BEGIN

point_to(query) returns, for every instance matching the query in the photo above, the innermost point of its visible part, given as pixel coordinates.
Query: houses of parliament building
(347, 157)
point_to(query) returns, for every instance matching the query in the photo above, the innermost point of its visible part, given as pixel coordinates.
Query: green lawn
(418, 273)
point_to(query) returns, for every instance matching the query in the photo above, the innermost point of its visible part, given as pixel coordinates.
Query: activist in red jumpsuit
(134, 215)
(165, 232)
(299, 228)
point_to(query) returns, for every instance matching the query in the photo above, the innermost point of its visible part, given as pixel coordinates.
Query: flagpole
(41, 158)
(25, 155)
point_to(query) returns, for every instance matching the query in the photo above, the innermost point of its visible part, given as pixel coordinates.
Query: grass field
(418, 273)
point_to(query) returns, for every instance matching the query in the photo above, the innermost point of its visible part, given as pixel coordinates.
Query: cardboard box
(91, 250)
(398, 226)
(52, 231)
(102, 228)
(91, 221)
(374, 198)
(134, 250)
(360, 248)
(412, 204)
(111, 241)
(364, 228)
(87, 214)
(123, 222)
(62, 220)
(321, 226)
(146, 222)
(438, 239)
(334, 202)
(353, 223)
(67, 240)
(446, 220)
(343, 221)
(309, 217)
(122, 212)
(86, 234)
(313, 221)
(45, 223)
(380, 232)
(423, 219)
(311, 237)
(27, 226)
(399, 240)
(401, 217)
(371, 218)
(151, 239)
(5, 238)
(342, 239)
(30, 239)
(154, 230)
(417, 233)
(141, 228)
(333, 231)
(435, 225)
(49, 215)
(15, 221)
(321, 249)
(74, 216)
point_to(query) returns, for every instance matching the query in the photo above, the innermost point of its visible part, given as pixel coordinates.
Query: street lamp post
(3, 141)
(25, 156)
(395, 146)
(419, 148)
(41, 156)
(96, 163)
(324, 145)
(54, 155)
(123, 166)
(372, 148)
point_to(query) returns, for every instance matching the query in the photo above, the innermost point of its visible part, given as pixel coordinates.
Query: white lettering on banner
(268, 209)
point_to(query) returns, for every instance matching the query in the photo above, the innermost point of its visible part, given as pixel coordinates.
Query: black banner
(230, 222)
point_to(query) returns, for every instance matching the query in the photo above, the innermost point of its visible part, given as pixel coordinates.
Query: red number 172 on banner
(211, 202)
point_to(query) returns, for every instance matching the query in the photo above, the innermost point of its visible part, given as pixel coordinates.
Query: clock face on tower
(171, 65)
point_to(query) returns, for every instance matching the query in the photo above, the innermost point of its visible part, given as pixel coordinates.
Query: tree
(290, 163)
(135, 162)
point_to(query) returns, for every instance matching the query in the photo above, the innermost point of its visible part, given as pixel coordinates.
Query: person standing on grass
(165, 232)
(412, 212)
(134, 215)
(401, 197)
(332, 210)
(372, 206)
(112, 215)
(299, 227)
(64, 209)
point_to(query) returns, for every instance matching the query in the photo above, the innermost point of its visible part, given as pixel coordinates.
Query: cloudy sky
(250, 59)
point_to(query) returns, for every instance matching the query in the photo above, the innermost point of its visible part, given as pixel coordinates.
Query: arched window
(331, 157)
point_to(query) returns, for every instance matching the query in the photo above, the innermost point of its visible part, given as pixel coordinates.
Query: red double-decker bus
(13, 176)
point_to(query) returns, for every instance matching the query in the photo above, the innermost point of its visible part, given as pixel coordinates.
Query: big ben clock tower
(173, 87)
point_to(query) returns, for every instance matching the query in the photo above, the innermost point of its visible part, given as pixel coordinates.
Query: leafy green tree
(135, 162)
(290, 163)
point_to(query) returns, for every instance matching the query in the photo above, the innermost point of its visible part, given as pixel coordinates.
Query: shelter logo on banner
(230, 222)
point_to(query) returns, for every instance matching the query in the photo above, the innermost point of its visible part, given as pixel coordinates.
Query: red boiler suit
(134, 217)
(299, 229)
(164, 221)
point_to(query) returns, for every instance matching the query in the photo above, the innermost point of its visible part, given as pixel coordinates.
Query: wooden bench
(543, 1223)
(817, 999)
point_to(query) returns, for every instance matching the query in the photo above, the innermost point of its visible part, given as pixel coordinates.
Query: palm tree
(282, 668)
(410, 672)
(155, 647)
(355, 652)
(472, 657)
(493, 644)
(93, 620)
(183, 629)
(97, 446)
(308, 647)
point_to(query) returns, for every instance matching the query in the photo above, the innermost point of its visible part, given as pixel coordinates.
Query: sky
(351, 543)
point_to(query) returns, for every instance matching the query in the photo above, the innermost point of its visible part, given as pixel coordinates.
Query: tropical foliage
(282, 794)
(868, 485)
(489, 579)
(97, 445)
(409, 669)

END

■ EXERCISE BRIEF: Copy each line of the material exactly as written.

■ PROBLEM SOLUTION:
point_to(query) returns, for every instance matching the query in the photo above, the innermost point of its visible part, given as pixel coordinates.
Query: houses of parliament building
(347, 157)
point_to(query) returns, for every instance matching the query in the photo above, the innermost point of its visible part, given as pixel coordinates.
Query: green lawn
(418, 273)
point_to(query) returns, for every instance matching the query in the photo above, the innermost point of its visible part, given as pixel coordinates.
Query: activist in red jumpsuit
(134, 215)
(165, 232)
(299, 228)
point_to(query) returns, for every instance matching the query in the photo above, the innermost point of its visible part, given as pixel coordinates.
Query: flagpole
(41, 158)
(25, 155)
point_to(query) returns, for every instance matching the query in the photo above, the innermost point of its visible part, given as pixel coordinates.
Query: grass field
(418, 273)
point_to(query) returns, for every instance matching the query in the photo above, the innermost point of its visible part, given as pixel coordinates.
Query: cardboard box
(91, 250)
(398, 226)
(52, 231)
(102, 228)
(91, 221)
(374, 198)
(134, 250)
(360, 248)
(412, 204)
(111, 241)
(364, 228)
(87, 214)
(123, 222)
(62, 220)
(321, 226)
(146, 222)
(438, 239)
(334, 202)
(353, 223)
(67, 240)
(446, 220)
(343, 221)
(309, 217)
(122, 212)
(86, 234)
(313, 221)
(45, 223)
(380, 232)
(423, 219)
(311, 237)
(27, 226)
(399, 240)
(401, 217)
(371, 218)
(151, 239)
(5, 238)
(342, 239)
(30, 239)
(154, 230)
(417, 233)
(141, 228)
(333, 231)
(435, 225)
(49, 215)
(15, 221)
(321, 249)
(74, 216)
point_to(query) returns, for every instance matching the query in the photo above, the innermost point of its visible part, given as pixel coordinates.
Query: street lamp post
(3, 141)
(25, 156)
(395, 146)
(419, 148)
(41, 156)
(96, 163)
(324, 145)
(54, 155)
(123, 166)
(372, 148)
point_to(query) returns, for every instance matching the query in the photo above, the innermost point of its visible part, given as pixel coordinates.
Query: white lettering on banner
(268, 209)
point_to(query) returns, for every instance matching the query in the photo above, the innermost point of its visible part, given as pixel coordinates.
Query: black banner
(230, 222)
point_to(query) returns, for every instance matching the query in the photo above, the innermost point of its visible part, given as pixel coordinates.
Query: red number 172 on banner
(211, 202)
point_to(query) returns, for every instance matching the query in the photo above, the innermost point of its visible part, given as pixel coordinates.
Query: clock face on tower
(171, 65)
point_to(query) returns, for every instance matching the query in the photo above, the innermost point of its visible part, given as pixel coordinates.
Query: tree
(290, 163)
(135, 162)
point_to(query) returns, for every instance matching the query in the photo above, the innermost point of its visible part, given as pixel coordinates.
Query: person standing on grass
(165, 232)
(412, 212)
(134, 215)
(401, 197)
(332, 210)
(372, 206)
(112, 215)
(299, 227)
(64, 209)
point_to(query) returns, for every instance matching the query in the photo above, the innermost point of its visible part, given as pixel coordinates.
Query: cloudy sky
(250, 59)
point_to(query) returns, for every instance matching the query in the photo above, the innermost point of its visible part, given as pixel coordinates.
Query: arched window
(331, 157)
point_to(query) returns, for every instance matching the query in the photo above, the innermost point of its visible part, given as pixel coordinates.
Query: red double-decker bus
(13, 176)
point_to(query) returns, for every instance matching the query in the photo above, the innermost point of its visible part, given as pixel coordinates.
Query: big ben clock tower
(173, 87)
point_to(query) returns, for every instance matching the query in the photo above, the innermost point of its visible part, given as pixel coordinates.
Query: leafy green tree
(135, 162)
(290, 163)
point_to(query) returns, for every instance matching the query in the photo above, the innermost point of its visible part, given as pixel coordinates.
Query: shelter logo on banner
(230, 222)
point_to(query) returns, for every instance matching the query in the photo above, the innermost point of its visible part, given as pixel coordinates.
Query: red boiler suit
(134, 217)
(299, 229)
(164, 221)
point_to(query) returns, for every instance matching the query in the photo above, the innermost point of its visible part, given as pixel coordinates.
Query: wooden bench
(543, 1223)
(817, 999)
point_to(query) returns, for every instance matching the query in the photo above, the innermost point of its visible part, given as pixel coordinates.
Query: palm tree
(282, 668)
(410, 672)
(155, 647)
(355, 652)
(472, 657)
(493, 644)
(93, 620)
(183, 629)
(97, 446)
(308, 647)
point_to(query) returns, for every instance matching the query in the photo above, the innermost point of its visible part, given as pixel coordinates.
Query: sky
(351, 543)
point_to(query) returns, for every instance matching the query in the photo above, the innermost point of its visible part, given as pixel coordinates.
Query: tropical foliage
(282, 794)
(868, 485)
(489, 579)
(97, 445)
(409, 669)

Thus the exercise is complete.